- _SOURCE DATA_:
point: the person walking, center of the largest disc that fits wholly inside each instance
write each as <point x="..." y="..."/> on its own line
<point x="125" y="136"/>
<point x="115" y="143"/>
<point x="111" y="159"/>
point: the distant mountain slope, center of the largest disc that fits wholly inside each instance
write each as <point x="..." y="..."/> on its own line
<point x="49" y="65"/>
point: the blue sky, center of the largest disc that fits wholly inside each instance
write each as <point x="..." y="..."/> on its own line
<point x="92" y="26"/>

- _WHAT TO PRODUCE_:
Render every line of the listing above as a numbered list, omitting any blank lines.

- _WRITTEN REPLY_:
1. point: the person walking, center of the largest disc that fits wholly inside each instance
2. write each as <point x="..." y="..."/> on its own line
3. <point x="125" y="136"/>
4. <point x="115" y="143"/>
5. <point x="111" y="159"/>
6. point: the distant mountain slope, center of the largest disc that fits wholly inside each instance
7. write each as <point x="..." y="..."/> on its own line
8. <point x="49" y="65"/>
9. point: the blue sky, center of the largest disc that fits wholly inside each instance
10. write each as <point x="..." y="..."/> on its own line
11. <point x="92" y="26"/>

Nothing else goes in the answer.